» Stated exercise: Repeat each of the following entries word for word.

» Entries:
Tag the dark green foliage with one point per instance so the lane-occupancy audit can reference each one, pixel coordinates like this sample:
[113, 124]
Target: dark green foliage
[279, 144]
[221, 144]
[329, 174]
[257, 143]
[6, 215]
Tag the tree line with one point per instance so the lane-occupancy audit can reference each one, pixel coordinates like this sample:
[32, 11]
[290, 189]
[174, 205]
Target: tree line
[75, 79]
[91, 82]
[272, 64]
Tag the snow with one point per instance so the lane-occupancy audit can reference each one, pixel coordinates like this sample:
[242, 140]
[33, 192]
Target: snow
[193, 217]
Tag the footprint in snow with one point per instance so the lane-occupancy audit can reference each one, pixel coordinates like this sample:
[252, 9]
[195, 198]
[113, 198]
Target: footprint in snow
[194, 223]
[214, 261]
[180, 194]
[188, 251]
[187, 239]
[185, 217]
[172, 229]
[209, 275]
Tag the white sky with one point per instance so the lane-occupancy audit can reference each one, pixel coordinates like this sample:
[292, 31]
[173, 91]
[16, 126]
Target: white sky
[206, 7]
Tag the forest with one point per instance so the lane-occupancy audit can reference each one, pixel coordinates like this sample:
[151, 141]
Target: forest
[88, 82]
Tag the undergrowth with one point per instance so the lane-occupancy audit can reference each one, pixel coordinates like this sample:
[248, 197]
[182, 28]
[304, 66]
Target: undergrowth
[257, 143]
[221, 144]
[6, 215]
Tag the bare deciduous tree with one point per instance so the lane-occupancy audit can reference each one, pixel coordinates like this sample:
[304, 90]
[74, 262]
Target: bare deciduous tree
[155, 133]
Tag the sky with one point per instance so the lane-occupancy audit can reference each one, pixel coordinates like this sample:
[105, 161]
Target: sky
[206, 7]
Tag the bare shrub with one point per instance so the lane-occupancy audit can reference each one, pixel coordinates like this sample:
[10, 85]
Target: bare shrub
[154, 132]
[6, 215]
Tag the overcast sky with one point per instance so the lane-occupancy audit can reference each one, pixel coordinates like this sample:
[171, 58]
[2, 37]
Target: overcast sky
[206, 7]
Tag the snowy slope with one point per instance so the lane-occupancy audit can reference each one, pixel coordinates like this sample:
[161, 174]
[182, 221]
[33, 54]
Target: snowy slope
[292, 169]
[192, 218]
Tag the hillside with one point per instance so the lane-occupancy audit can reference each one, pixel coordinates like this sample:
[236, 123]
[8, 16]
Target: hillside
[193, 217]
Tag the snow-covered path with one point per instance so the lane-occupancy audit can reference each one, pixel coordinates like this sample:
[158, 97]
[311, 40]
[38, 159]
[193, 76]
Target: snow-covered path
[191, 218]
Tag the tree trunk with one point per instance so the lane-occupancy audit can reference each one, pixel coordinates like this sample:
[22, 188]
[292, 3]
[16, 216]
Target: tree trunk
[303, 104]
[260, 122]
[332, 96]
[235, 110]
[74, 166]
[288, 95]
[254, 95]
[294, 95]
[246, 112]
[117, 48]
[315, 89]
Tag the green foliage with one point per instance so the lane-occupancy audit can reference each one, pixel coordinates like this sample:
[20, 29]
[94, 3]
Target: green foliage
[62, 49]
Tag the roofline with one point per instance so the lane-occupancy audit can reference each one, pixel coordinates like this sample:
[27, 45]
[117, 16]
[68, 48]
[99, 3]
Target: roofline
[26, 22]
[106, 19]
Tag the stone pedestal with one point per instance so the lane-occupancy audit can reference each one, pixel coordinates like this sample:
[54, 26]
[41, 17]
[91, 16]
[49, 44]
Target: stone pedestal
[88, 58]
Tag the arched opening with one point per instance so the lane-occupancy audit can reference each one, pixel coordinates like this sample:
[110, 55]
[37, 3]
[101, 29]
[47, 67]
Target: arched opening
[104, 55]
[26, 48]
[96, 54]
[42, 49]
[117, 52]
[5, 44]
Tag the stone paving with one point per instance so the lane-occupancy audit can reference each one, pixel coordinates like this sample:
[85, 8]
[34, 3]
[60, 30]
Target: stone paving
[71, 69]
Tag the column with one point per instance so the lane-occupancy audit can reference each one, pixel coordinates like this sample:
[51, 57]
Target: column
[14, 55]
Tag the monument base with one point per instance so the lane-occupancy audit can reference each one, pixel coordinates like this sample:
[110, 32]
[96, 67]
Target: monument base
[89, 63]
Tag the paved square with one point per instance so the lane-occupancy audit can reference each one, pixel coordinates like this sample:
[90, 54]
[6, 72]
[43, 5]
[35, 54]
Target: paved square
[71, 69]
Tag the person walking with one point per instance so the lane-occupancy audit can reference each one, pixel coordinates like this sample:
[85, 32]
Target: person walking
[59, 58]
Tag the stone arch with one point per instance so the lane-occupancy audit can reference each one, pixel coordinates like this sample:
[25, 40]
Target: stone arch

» Solution for this problem:
Tag the dark green foliage with one point per instance so the lane-occupancy audit can reference each one, pixel coordinates like this sample:
[113, 124]
Target: dark green foliage
[279, 144]
[221, 144]
[329, 174]
[257, 143]
[6, 215]
Tag the tree line with one point per instance so the lane-occupancy audit can reference each one, pixel coordinates like this sample:
[32, 11]
[290, 189]
[174, 205]
Target: tree line
[75, 79]
[91, 82]
[272, 64]
Tag the snow with one point per instance so the lane-occupancy audit can reference each one, pixel coordinates like this sample:
[242, 140]
[33, 192]
Target: snow
[193, 217]
Tag the footprint in snow with one point per instance so the lane-occupancy audit can reference each one, pixel coordinates like this sample:
[252, 9]
[195, 198]
[113, 198]
Target: footprint in snow
[194, 223]
[214, 261]
[180, 194]
[188, 251]
[187, 239]
[185, 217]
[172, 229]
[209, 275]
Tag the white sky with one point per instance so the lane-occupancy audit can reference each one, pixel coordinates like this sample:
[292, 31]
[173, 91]
[16, 126]
Target: white sky
[206, 7]
Tag the forest with one point per instance so the lane-occupancy audit can reference each one, pixel coordinates like this sample:
[151, 141]
Target: forest
[88, 82]
Tag the undergrowth with one point per instance so the lane-occupancy audit can reference each one, pixel coordinates like this sample:
[248, 197]
[182, 28]
[304, 66]
Target: undergrowth
[257, 143]
[221, 144]
[6, 215]
Tag the bare deciduous tree with one point per instance so the lane-occupancy audit can reference each one, pixel coordinates like this sample:
[304, 90]
[74, 262]
Target: bare deciduous tree
[155, 133]
Tag the sky with one point per instance so the lane-occupancy audit can reference each one, pixel coordinates like this sample:
[105, 161]
Target: sky
[206, 7]
Tag the bare shrub with one point per instance so the lane-occupancy audit can reference each one, pixel coordinates like this sample:
[10, 85]
Target: bare shrub
[154, 132]
[6, 215]
Tag the overcast sky with one point per instance so the lane-occupancy audit can reference each one, pixel coordinates like this sample:
[171, 58]
[2, 37]
Target: overcast sky
[206, 7]
Tag the snowy slope with one point per instance so the lane-occupancy audit can reference each one, pixel coordinates like this sample:
[161, 174]
[182, 221]
[33, 54]
Target: snowy slope
[292, 169]
[192, 218]
Tag the hillside with one point per instance so the lane-occupancy audit can reference each one, pixel coordinates like this sample:
[236, 123]
[8, 16]
Target: hillside
[193, 217]
Tag the snow-covered path with one point per instance so the lane-occupancy audit can reference each one, pixel coordinates like this sample:
[158, 97]
[311, 40]
[38, 159]
[193, 76]
Target: snow-covered path
[191, 218]
Tag the tree trunk with one point per instance so the lane-occupancy audit can reference each one, pixel coordinates like this sample:
[22, 188]
[292, 3]
[16, 216]
Target: tree trunk
[303, 104]
[260, 122]
[332, 96]
[235, 110]
[74, 166]
[288, 95]
[254, 95]
[294, 95]
[246, 112]
[117, 48]
[315, 89]
Tag the green foliage with one point per instance so the lane-occupancy audit can reference each one, pixel coordinates like this sample:
[20, 29]
[94, 3]
Target: green foliage
[62, 49]
Tag the roofline with one point per instance so the lane-occupancy audit can reference each one, pixel coordinates like this sample:
[27, 45]
[117, 16]
[68, 48]
[99, 3]
Target: roofline
[26, 22]
[106, 19]
Tag the stone pedestal with one point per instance so the lane-occupancy audit can reference each one, pixel coordinates like this sample:
[54, 26]
[41, 17]
[91, 16]
[49, 44]
Target: stone pedestal
[88, 58]
Tag the arched opening with one point per instance so the lane-occupancy audit can reference each one, pixel coordinates like this sample:
[110, 55]
[37, 3]
[101, 29]
[47, 67]
Target: arched opening
[104, 55]
[26, 48]
[96, 54]
[42, 49]
[117, 52]
[5, 44]
Tag the stone paving with one point per instance so the lane-occupancy audit can reference each one, pixel coordinates like this sample:
[85, 8]
[34, 3]
[60, 30]
Target: stone paving
[71, 69]
Tag the column with one point per instance so the lane-occupancy audit can reference each one, pixel coordinates like this sample:
[51, 57]
Target: column
[14, 55]
Tag the monument base with one point per instance so the lane-occupancy audit can reference each one, pixel coordinates like this sample:
[110, 32]
[96, 67]
Target: monument base
[89, 63]
Tag the paved square with one point per instance so the lane-occupancy audit can reference each one, pixel coordinates like this sample:
[90, 54]
[6, 72]
[43, 5]
[35, 54]
Target: paved square
[71, 69]
Tag the person walking with one point per instance so the lane-occupancy audit can reference each one, pixel coordinates like this sample:
[85, 32]
Target: person walking
[59, 58]
Tag the stone arch with one point per instance so the lane-occupancy audit can reference each one, pixel coordinates like this sample:
[25, 40]
Target: stone arch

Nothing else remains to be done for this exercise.